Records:
§

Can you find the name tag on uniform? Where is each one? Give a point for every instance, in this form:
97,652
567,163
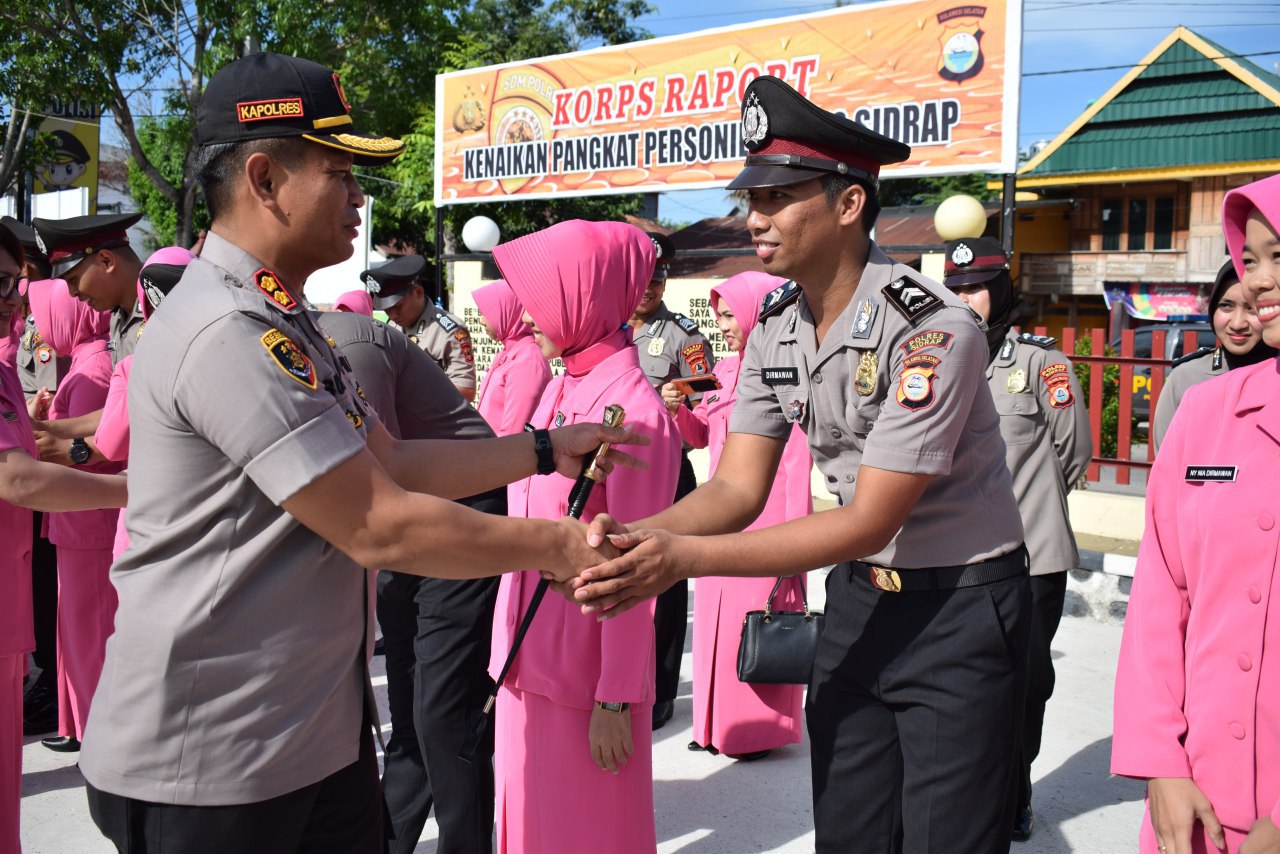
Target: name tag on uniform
1216,474
781,375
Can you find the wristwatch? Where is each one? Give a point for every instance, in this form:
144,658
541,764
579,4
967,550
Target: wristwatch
617,708
80,452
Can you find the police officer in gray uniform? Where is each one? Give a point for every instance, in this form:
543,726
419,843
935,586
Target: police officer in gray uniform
1047,447
671,346
444,337
435,630
914,703
233,711
1239,343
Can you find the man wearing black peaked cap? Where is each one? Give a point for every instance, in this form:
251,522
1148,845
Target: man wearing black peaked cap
233,712
914,703
442,336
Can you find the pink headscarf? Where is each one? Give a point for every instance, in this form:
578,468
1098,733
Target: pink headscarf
744,295
355,302
501,307
174,255
1262,196
580,282
65,323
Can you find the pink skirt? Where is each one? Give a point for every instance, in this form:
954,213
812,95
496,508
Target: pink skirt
543,763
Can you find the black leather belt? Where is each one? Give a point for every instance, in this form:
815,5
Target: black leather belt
942,578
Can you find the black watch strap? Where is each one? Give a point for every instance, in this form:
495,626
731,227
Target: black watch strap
543,448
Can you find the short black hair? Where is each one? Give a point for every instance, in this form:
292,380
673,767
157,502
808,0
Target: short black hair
833,185
218,165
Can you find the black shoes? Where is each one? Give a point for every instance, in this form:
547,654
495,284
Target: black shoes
62,744
662,713
1023,825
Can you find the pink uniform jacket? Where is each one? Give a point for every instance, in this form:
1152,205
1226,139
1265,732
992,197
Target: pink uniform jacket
1198,681
568,657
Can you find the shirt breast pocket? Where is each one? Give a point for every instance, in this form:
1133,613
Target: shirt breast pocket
1020,418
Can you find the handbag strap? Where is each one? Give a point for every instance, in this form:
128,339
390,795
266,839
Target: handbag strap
804,596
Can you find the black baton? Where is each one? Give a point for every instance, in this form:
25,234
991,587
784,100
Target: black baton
577,496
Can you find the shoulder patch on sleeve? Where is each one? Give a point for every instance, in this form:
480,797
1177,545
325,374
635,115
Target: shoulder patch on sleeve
1198,354
685,323
289,357
910,298
778,298
1043,342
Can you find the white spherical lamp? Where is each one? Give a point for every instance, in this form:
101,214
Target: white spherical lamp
480,233
960,217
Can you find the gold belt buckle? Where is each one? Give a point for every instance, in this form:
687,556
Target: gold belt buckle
886,579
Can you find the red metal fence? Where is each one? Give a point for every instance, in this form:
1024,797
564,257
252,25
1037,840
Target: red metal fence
1127,387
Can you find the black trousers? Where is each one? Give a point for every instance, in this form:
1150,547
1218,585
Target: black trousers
341,814
44,597
1048,592
914,712
671,611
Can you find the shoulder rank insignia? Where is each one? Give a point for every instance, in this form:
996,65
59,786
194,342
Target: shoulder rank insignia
1188,357
289,357
272,288
1045,342
912,300
778,298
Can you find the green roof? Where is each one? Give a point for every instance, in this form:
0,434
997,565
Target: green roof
1183,109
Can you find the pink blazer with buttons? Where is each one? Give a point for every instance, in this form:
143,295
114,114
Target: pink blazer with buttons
568,657
1198,683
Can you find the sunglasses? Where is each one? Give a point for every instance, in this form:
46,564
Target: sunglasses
10,284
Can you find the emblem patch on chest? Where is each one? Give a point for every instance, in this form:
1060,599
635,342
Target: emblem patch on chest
270,287
289,357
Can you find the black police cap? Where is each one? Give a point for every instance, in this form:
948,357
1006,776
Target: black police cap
791,140
67,242
265,96
973,260
388,283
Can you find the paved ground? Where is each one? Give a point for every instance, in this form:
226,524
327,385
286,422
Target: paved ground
713,805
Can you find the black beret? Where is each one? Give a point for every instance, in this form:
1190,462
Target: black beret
67,242
388,283
973,260
791,140
265,96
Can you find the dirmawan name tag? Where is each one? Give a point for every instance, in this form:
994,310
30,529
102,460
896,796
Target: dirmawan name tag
1202,474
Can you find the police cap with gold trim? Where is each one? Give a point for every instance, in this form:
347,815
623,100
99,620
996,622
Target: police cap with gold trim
791,140
973,260
265,96
67,242
388,283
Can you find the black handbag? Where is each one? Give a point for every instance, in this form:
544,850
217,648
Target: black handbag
778,647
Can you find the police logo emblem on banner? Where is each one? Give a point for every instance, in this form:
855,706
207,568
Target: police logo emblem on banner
961,42
289,357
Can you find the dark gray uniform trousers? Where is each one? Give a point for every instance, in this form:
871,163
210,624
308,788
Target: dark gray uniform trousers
914,716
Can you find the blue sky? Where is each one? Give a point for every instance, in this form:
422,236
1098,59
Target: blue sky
1057,36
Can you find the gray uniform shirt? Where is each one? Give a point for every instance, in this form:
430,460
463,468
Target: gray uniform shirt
897,384
126,329
236,671
410,392
444,337
39,365
1047,442
1206,364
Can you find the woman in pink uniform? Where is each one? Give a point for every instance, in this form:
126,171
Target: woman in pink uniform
556,744
1197,700
86,599
740,720
24,484
519,374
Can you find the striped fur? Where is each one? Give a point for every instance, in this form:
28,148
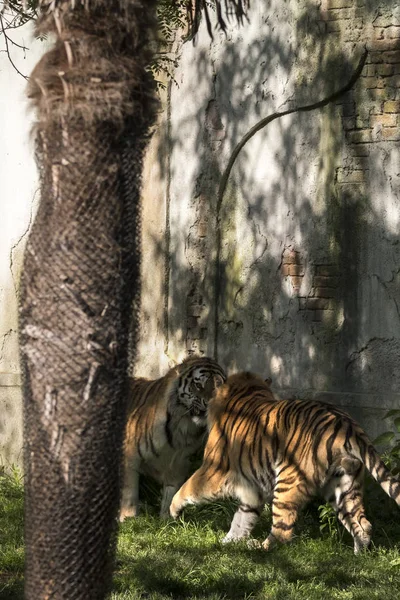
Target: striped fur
261,448
166,426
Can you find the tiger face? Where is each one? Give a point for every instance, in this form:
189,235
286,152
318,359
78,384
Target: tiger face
195,390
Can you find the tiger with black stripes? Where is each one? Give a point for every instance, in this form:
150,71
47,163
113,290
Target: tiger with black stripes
261,448
166,427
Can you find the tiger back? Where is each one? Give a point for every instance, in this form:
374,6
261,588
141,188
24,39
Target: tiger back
166,427
261,448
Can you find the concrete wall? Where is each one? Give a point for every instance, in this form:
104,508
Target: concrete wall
310,253
309,288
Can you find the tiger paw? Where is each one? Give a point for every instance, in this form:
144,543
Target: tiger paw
253,544
174,511
268,543
127,513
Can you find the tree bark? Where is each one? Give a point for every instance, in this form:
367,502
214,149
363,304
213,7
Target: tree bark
95,104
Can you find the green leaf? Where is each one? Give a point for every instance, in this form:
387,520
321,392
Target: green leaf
384,438
395,562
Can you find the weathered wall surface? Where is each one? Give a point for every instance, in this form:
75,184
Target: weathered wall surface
310,250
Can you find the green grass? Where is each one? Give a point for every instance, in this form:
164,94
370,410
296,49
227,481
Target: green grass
11,536
157,560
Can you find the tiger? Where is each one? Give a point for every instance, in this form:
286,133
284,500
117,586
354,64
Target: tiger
166,427
261,449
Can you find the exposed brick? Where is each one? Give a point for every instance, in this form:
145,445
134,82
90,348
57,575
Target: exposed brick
360,151
369,70
384,21
194,310
291,257
329,316
339,4
360,163
357,21
392,106
295,270
359,137
325,281
202,229
373,82
392,32
325,293
318,315
302,303
333,26
391,57
285,270
391,133
347,176
386,120
192,322
379,33
296,282
335,14
326,270
393,81
317,303
349,123
383,45
384,70
380,94
349,109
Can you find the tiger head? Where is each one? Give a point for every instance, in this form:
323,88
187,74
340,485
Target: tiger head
196,386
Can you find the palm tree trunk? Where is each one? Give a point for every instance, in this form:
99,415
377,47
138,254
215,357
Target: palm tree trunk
95,104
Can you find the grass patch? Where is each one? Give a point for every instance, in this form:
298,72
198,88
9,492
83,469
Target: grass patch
11,535
159,560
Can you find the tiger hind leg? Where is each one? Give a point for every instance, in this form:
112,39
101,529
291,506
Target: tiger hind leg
130,492
243,522
168,493
286,503
345,494
199,488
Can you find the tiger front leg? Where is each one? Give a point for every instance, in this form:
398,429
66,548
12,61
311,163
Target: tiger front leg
200,487
243,522
130,492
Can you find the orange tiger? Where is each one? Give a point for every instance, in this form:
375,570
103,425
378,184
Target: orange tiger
261,448
166,426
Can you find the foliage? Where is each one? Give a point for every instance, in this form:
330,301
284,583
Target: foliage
160,560
172,16
392,456
328,520
11,534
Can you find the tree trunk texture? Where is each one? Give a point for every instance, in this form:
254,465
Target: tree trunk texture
95,104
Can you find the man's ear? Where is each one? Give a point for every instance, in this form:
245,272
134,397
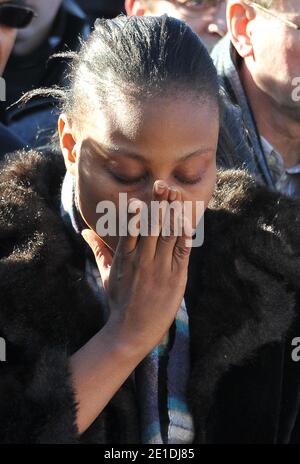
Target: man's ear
67,143
135,7
240,25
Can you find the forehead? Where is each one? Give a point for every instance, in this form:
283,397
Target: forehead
172,124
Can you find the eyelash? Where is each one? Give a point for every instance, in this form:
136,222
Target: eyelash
123,180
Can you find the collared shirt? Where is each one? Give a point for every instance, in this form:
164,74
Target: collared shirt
286,180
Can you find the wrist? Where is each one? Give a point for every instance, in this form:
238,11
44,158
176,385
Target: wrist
126,344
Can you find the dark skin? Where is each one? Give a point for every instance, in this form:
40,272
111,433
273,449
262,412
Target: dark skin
165,149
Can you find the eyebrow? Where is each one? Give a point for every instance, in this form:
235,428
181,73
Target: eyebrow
111,150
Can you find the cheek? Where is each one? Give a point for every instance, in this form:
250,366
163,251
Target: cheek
93,186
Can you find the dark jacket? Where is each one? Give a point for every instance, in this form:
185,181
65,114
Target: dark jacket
35,121
241,124
8,141
242,298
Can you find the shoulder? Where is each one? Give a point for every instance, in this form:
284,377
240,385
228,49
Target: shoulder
41,278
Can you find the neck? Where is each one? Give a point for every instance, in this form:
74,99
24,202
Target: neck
273,123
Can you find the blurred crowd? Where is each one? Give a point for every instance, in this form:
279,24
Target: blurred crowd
260,129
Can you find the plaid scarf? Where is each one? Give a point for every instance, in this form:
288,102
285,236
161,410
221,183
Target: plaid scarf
161,378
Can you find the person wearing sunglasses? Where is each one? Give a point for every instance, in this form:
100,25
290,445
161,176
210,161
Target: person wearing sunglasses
13,17
206,17
58,26
259,66
122,336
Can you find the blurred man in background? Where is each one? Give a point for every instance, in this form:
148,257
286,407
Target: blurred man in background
58,26
101,8
259,65
206,17
12,17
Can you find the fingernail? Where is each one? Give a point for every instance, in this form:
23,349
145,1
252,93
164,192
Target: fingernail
133,205
188,229
160,187
172,193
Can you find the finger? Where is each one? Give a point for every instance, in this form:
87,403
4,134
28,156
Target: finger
183,246
171,227
103,255
152,220
128,242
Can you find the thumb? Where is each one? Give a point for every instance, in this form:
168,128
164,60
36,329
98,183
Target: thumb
101,252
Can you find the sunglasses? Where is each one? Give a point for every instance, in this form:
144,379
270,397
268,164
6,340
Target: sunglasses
15,16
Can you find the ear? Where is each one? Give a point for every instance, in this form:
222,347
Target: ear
240,25
67,143
135,7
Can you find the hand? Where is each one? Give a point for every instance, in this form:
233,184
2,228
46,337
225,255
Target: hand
146,279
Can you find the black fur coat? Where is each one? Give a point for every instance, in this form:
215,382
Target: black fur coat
242,298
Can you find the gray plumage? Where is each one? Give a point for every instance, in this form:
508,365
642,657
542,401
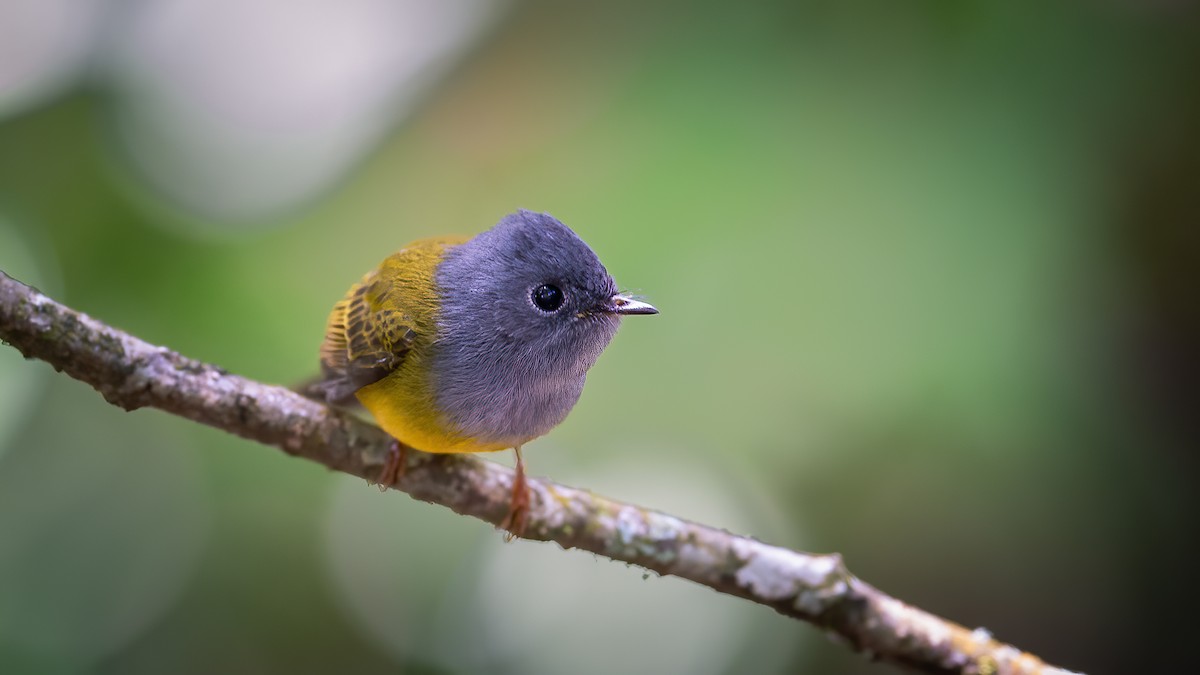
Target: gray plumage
505,370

§

Short task: Can you arrange the lines of the entries above as a numbered list, starting at the line containing "Can you find the hand?" and ending at the last line of the entries, with both ends included, blank lines dropped, and the pictures left out?

Solution for this task:
1. Can you find the hand? Where is each one? Give a point for every instance, in this form:
2. 233,184
3. 2,228
4. 46,337
5. 225,255
6. Target: hand
7. 146,279
8. Can you find the black fur coat? Where is each one? Give a point for every instance, in this form:
9. 215,382
10. Target: black fur coat
11. 242,298
12. Can you find the gray plumage? Where is each one? Give a point for every instance, in this form:
13. 508,365
14. 642,657
15. 542,401
16. Target: gray plumage
17. 505,370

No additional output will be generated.